- **Activity**
Answer these questions using the sermon.
1. Which Bible passage does the sermon cite for "For in him we live and move and have our being"?
2. What is the first of the three things the sermon says are needed to enjoy a relationship with God?
3. In which Old Testament book is the relationship between God and us compared to two breathless lovers?

- **Quoted passage**
◆ ◆ ◆ ◆ ◆
How sad it is that the people of earth are trying to discover their place on the planet and find where they fit in the universe, while avoiding the obvious, and refusing to put God in the equation. God is sailing by and they consider it a fantasy. They turn their heads away as they tend to the fires of their own existence. The problem with this is that our civilization is left with an empty and vacuous world void of meaning and purpose. When we avoid God, we miss the reason for our existence. We also miss all that he wants to do for us. We miss the warmth of his love, the completeness of his forgiveness, and thrill of his embrace.

The scripture today tells us that God is searching for us. The author of the book of Acts tells us that the whole reason the world was created is that we might know God and have a relationship with him. Hear it again as he says, “God did this so that men would seek him and perhaps reach out for him and find him, though he is not far from each one of us. ‘For in him we live and move and have our being’” (Acts 17:27-28).

The unfortunate thing is that the religious folk of our culture are often as oblivious as the people of the world when it comes to understanding what it means to have a relationship with God. They come to church and fulfill their religious obligation and think that is all there is to it. They assume that it is all about keeping rules and going through the motions of religious observance, and thereby miss the whole point of what God has in mind.

This morning I want to talk about three things that are necessary in order to enjoy a relationship with God. The first is: We must realize that God is for us. God is not the angry avenger who is peering at earth looking for wayward sinners that he can condemn. He is not looking for the wrong we do. He is looking at us in compassionate love. It is hard to get it through our skulls that God is crazy about us. He is passionate for us. He is longing for us. He is wanting us. He desires us. He is calling us to himself that we might have a relationship with him. Here is what the atheist misses — living with the realization that they are loved by the Creator of the universe. They do not understand that at the heart of the universe is a heart that is throbbing for them. And so, for that matter, do those believers whose idea of Christianity is a list of obligations which we owe to God. There are many who have been poisoned by a toxic religion that has led them to believe that God is hard to please and impossible to satisfy. They see him as looking for faults and marking down their sins. He loads them with guilt and delights in their shame. Nothing could be further from the truth.

Jesus says to us what he said to the woman with a shameful life: “Neither do I condemn you” (John 8:11). Jesus says to us what he said to greedy Zacchaeus: “Come down. I want to stay at your house tonight” (Luke 19:5). Jesus says to us what he said to the sinful woman who washed his feet: “Your many sins have been forgiven” (Luke 7:47). God is the father of the sinful son who runs out to welcome him home, and not only throws his arms around him, but throws a party as well (Luke 15:20). In the Old Testament book of the Song of Solomon, the relationship between God and us is compared to two breathless lovers who are full of passion for one another. In the New Testament he calls us his bride. He speaks with tender words calling us his beloved. In no other religion of the world do you find a God who is breathlessly in love with the people of the world. Not in Hinduism, Islam, or Buddhism. The amazing thing about Jesus is the intimate vocabulary he uses when addressing us. He calls us his little children. He said things like, “I no longer call you servants. . . . Instead, I have called you friends” (John 15:15).
◆ ◆ ◆ ◆ ◆
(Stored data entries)
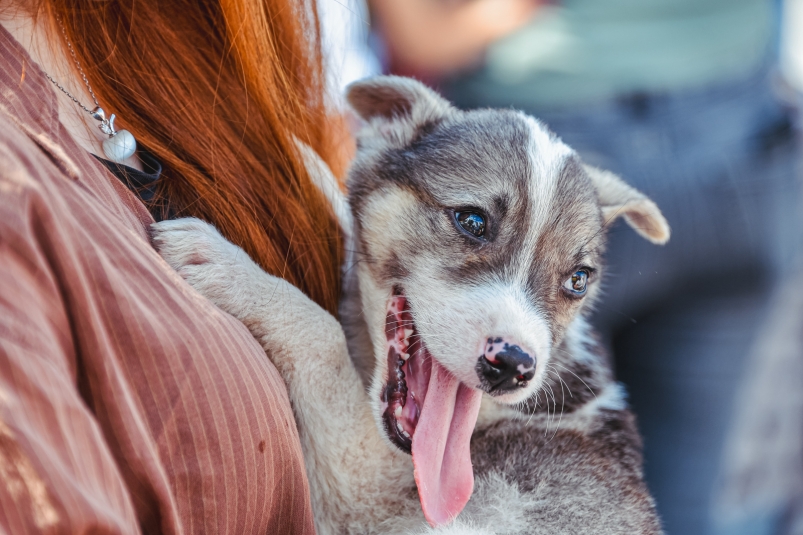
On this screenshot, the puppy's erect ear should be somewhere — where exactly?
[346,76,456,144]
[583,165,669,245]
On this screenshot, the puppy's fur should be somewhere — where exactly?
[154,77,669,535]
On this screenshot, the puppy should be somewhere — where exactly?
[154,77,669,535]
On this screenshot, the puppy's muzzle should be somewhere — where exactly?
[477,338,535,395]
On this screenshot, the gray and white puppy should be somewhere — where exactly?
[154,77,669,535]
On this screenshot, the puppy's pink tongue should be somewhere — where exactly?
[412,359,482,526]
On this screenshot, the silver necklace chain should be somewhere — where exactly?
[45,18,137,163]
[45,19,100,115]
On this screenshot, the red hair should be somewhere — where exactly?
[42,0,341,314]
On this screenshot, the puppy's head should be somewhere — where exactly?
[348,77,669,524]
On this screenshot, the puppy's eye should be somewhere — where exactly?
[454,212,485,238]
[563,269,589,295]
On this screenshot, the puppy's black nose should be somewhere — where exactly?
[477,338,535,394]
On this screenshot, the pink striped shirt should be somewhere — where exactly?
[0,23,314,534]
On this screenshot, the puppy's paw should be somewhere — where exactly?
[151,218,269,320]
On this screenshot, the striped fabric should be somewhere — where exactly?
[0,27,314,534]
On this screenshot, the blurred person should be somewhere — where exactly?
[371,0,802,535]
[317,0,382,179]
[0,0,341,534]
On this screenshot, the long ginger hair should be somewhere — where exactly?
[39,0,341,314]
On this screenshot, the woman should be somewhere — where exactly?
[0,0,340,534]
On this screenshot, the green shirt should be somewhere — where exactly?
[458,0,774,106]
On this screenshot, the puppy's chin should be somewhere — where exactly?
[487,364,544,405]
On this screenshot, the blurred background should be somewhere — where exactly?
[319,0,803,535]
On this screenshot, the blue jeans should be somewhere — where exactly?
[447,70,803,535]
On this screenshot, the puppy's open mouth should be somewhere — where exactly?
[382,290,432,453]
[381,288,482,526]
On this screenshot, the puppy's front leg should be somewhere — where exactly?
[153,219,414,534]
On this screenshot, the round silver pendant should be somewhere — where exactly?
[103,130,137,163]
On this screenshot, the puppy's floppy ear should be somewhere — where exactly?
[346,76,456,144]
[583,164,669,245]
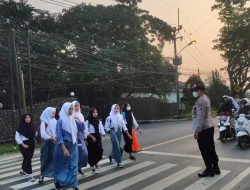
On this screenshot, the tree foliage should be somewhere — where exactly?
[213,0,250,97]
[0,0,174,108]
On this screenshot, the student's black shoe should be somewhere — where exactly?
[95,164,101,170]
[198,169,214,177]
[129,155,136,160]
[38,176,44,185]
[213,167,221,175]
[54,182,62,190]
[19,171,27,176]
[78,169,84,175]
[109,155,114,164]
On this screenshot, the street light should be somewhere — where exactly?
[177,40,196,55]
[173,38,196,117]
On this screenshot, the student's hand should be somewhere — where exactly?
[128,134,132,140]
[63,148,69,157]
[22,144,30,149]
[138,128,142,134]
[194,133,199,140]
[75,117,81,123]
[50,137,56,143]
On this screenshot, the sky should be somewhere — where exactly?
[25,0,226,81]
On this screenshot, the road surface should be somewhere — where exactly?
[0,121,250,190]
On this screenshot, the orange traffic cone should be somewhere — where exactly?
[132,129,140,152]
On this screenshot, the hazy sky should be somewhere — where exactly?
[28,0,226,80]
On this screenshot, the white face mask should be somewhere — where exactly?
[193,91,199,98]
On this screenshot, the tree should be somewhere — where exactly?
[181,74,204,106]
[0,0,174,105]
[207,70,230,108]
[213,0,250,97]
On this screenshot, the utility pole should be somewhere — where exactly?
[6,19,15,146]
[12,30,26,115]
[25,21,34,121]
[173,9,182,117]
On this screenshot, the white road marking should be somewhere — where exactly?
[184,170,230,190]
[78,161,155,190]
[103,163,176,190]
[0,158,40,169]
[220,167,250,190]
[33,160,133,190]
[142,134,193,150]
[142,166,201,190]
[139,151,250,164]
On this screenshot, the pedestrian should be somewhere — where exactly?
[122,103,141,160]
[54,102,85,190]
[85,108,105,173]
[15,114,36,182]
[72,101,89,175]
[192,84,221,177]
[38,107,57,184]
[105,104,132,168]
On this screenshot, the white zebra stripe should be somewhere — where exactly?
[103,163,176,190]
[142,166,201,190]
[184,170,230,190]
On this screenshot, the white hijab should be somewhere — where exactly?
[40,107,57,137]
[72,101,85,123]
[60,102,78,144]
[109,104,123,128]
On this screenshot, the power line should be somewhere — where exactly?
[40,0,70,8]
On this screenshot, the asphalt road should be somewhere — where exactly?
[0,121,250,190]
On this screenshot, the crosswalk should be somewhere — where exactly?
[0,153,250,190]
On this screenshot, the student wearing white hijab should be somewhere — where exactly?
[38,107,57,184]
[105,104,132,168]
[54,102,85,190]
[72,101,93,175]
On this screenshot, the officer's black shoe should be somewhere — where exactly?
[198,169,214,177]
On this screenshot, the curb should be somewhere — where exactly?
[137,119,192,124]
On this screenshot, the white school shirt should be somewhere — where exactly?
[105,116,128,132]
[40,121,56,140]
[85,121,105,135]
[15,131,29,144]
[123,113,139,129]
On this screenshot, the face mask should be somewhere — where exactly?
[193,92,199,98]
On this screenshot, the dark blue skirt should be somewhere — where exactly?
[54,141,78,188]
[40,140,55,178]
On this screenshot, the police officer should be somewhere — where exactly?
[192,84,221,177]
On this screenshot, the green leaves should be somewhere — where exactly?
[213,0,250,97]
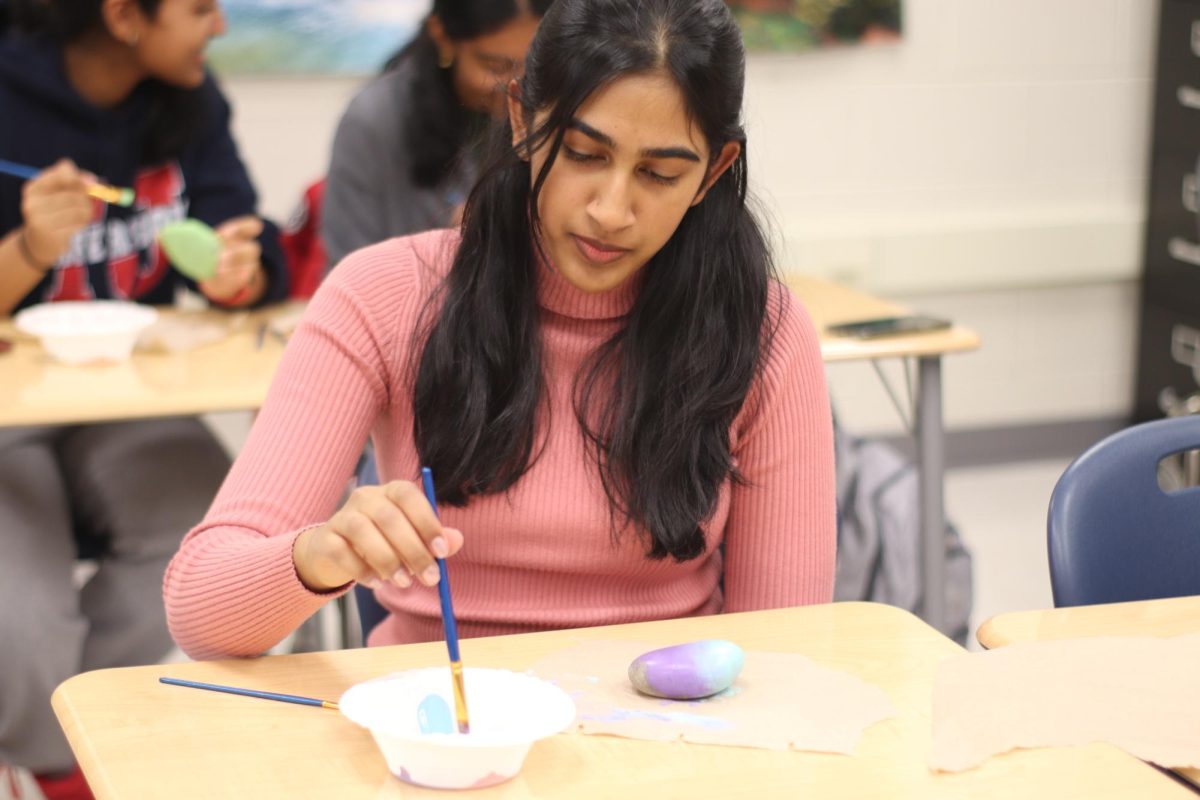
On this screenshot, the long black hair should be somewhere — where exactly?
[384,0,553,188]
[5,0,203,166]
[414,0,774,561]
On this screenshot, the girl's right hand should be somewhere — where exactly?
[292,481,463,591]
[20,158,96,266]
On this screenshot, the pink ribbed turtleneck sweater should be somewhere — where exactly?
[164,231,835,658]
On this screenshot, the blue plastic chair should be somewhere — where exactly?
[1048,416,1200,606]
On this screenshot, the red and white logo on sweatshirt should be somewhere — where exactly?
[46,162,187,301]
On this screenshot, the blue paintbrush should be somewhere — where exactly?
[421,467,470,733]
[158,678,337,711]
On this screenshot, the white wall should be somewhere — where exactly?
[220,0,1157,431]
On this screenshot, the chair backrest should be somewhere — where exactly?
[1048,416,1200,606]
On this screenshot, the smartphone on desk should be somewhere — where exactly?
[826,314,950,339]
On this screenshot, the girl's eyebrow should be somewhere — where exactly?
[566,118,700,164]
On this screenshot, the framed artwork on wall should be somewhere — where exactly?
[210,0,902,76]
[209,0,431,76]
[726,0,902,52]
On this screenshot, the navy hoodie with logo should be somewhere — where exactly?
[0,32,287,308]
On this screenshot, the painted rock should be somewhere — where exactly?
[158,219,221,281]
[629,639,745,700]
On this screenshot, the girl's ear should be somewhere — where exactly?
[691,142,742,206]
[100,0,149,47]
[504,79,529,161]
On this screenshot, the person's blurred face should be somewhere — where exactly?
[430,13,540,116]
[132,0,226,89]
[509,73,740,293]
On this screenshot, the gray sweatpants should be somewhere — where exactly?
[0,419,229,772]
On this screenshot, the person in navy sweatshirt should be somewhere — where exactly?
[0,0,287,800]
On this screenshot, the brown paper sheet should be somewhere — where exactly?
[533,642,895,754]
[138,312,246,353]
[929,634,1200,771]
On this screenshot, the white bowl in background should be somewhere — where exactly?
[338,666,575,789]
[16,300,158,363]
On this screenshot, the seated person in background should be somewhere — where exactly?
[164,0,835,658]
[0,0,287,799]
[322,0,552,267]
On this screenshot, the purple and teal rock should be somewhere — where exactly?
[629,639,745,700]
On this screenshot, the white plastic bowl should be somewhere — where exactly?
◆ ◆ ◆ ◆ ◆
- **Solution**
1. Acts 17:27-28
2. We must realize that God is for us.
3. The Song of Solomon